Given data:

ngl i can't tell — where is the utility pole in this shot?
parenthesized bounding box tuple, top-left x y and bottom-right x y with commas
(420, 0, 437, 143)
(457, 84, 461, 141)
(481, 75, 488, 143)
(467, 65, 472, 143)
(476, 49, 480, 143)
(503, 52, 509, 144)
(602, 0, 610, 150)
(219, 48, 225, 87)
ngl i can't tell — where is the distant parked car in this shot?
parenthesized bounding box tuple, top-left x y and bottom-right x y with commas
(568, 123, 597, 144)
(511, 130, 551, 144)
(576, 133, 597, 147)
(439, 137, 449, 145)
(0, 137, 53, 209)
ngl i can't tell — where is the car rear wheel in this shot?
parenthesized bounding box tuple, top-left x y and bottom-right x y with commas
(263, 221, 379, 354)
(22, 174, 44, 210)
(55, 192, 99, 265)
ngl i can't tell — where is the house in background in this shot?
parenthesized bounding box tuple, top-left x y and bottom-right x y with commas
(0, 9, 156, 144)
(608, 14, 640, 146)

* * *

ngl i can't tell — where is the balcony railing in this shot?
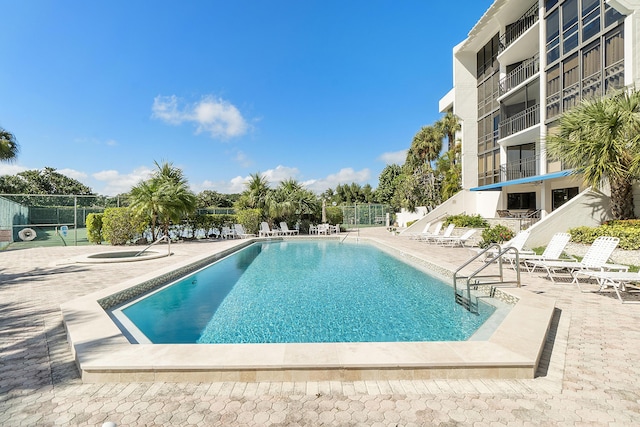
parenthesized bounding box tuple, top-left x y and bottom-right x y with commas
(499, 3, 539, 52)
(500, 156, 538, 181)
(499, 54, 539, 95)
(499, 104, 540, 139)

--

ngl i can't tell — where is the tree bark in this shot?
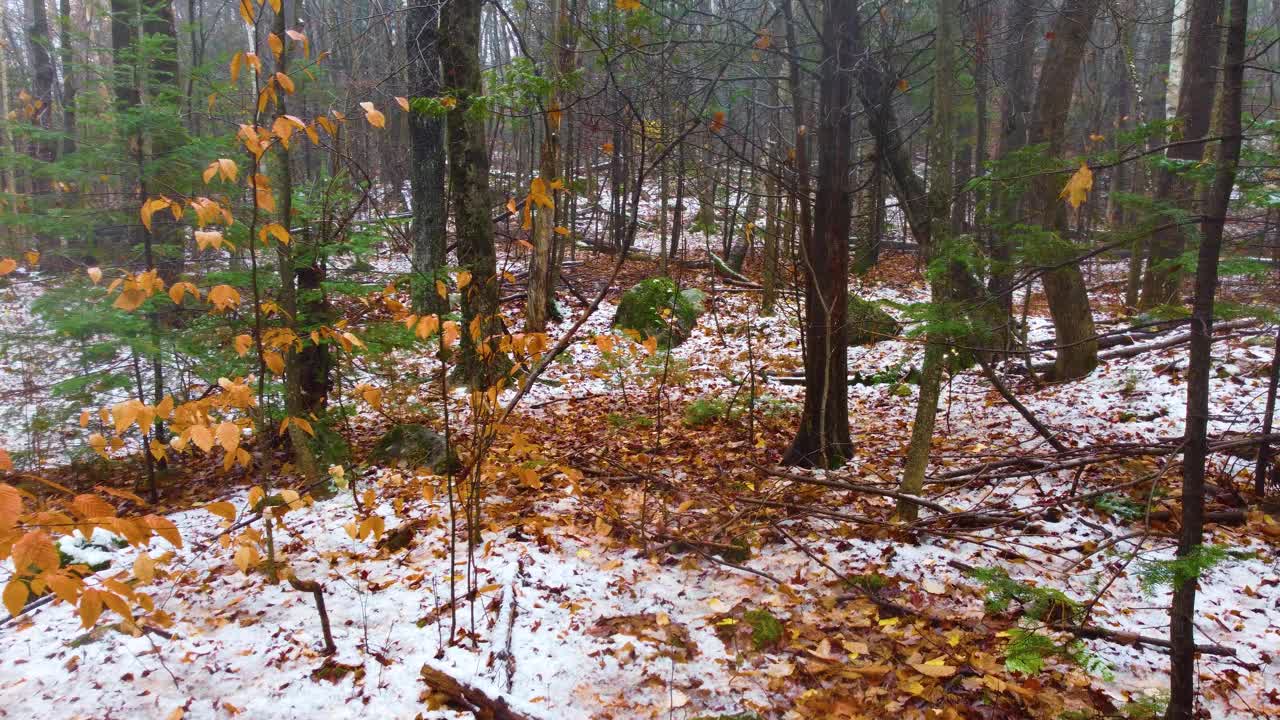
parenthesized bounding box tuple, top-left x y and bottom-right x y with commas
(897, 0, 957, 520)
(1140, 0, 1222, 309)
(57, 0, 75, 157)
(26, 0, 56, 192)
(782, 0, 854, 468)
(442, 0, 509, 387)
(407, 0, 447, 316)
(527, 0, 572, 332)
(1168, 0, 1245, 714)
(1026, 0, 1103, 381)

Task instructions:
Take every line from the records above that has the word "shot" and copy it.

Written reply:
ngl i can't tell — where is the utility pole in this shot?
ngl i can't tell — where is the distant parked car in this shot?
ngl i can't tell — where is the car rear wheel in this shot?
ngl i can't tell — where is the house in background in this shot?
ngl i can't tell — where is the balcony railing in this shot?
ngl i can't tell — where is the tree bark in this shot?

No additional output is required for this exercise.